* _Lista de tarefas_:
• a. Indique todas as referências bibliográficas citadas no texto sobre maturação biológica no futebol de formação, sem repetir nenhuma.
• b. Transcreva o trecho do texto sobre maturação biológica no futebol de formação que começa em "Apresentação do problema" e termina em "durante ou pós-puberdade).".

* _Texto fornecido_:
┏━━
Apresentação do problema
No futebol de formação, os miúdos treinam e competem em grupos definidos pela sua idade cronológica (e.g., Sub-11 ou Sub-12). Crianças e jovens da mesma faixa etária podem, contudo, demonstrar variações significativas na maturação biológica, visto que alguns indivíduos entram na puberdade mais cedo e outros numa fase mais tardia da sua vida. Estas diferenças individuais representam um desafio considerável para os agentes envolvidos no processo de identificação e desenvolvimento do talento no desporto. Por exemplo, um treinador terá de gerir, treinar e avaliar jogadores com características bastante distintas em termos de tamanho, potencial atlético e nível maturacional (i.e., pré, durante ou pós-puberdade).
No período pubertário, as diferenças interindividuais na maturação biológica têm um enorme impacto ao nível do rendimento desportivo. Às variações marcantes na altura e no peso dos jovens, típicas do “salto pubertário”, concorre o desenvolvimento de diversos atributos fisiológicos e funcionais. Como o futebol é uma modalidade que requer características físicas bem desenvolvidas (e.g., velocidade, potência e agilidade), o crescimento e a maturação devem ser equacionados ao avaliar os jogadores e ao tomar decisões referentes à identificação e à seleção do talento. Neste âmbito, o conceito de “inaptidão do adolescente” (do britânico “adolescent awkwardness”), tem sido proposto e largamente debatido pelas ciências pediátricas. Este fenómeno refere-se à disrupção temporária no controlo neuromuscular e na capacidade propriocetiva que coincide com o salto pubertário, estando associado a uma combinação de fatores: modificações rápidas e assíncronas no tamanho e na composição corporal; redução da mobilidade, flexibilidade e coordenação; alterações profundas de força e potência; mudanças no modo como o cérebro assimila e processa informações relativas à posição corporal (Quatman-Yates et al., 2012; John et al., 2018; Viel et al., 2009). Evidências científicas sugerem que existe pelo menos um "plateau" ou um declínio em tarefas que requeiram equilíbrio e coordenação durante o salto pubertário, especialmente nos rapazes (Beunen & Malina, 1988; Quatman-Yates et al., 2012; Ryan et al., 2018).
Ao período pubertário surge, também, associado o facto de as crianças/jovens estarem mais vulneráveis a certos tipos de lesão associados ao crescimento (e.g., síndrome de Osgood Schlatter e doença de Sever). Portanto, o salto pubertário e as respetivas modificações no organismo podem influenciar negativamente a performance no futebol de formação. Contudo, as evidências empíricas que suportam o conceito de “inaptidão do adolescente” e/ou o declínio temporário no desempenho desportivo são limitadas, o que está inerente à complexidade de identificar e medir um fenómeno transitório e à escassez de estudos longitudinais com o propósito de avaliar a performance durante a adolescência. Os jovens que vivenciam o salto pubertário sofrem diversas mutações que indivíduos pré ou pós pico de velocidade em altura não sofrerão de forma tão severa. Enquanto uns jogadores experienciam progressos nas suas capacidades físicas e coordenativas, outros ficarão descoordenados, trapalhões e sentirão dores ou os efeitos nocivos de lesões subjacentes ao seu crescimento.
┗━━
* _Dados de origem_:
┏━━
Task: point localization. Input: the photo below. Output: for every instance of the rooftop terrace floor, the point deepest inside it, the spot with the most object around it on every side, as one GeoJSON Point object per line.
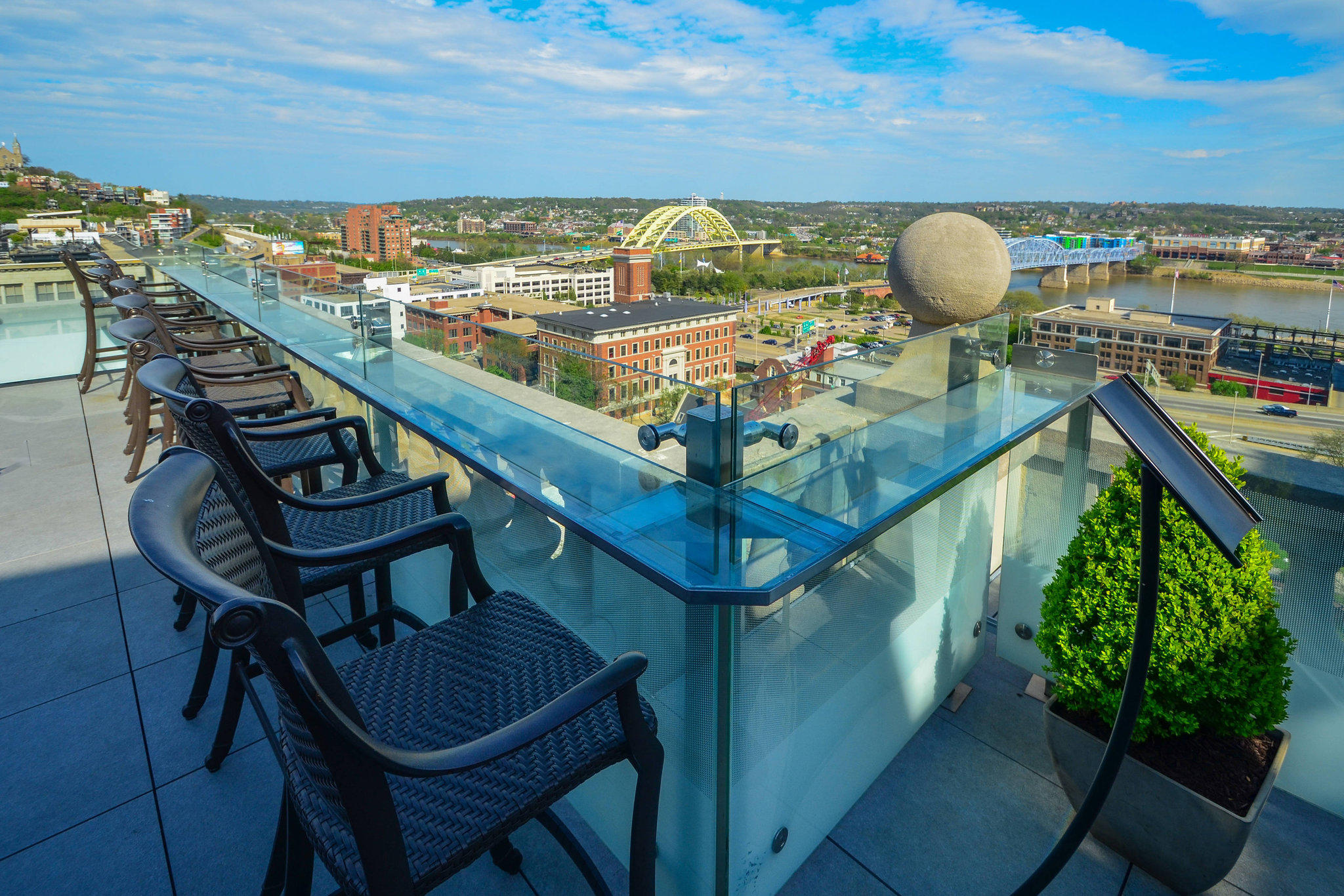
{"type": "Point", "coordinates": [105, 792]}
┗━━
* _As suas respostas_:
• a.
Quatman-Yates et al., 2012
John et al., 2018
Viel et al., 2009
Beunen & Malina, 1988
Ryan et al., 2018

• b.
Apresentação do problema
No futebol de formação, os miúdos treinam e competem em grupos definidos pela sua idade cronológica (e.g., Sub-11 ou Sub-12). Crianças e jovens da mesma faixa etária podem, contudo, demonstrar variações significativas na maturação biológica, visto que alguns indivíduos entram na puberdade mais cedo e outros numa fase mais tardia da sua vida. Estas diferenças individuais representam um desafio considerável para os agentes envolvidos no processo de identificação e desenvolvimento do talento no desporto. Por exemplo, um treinador terá de gerir, treinar e avaliar jogadores com características bastante distintas em termos de tamanho, potencial atlético e nível maturacional (i.e., pré, durante ou pós-puberdade).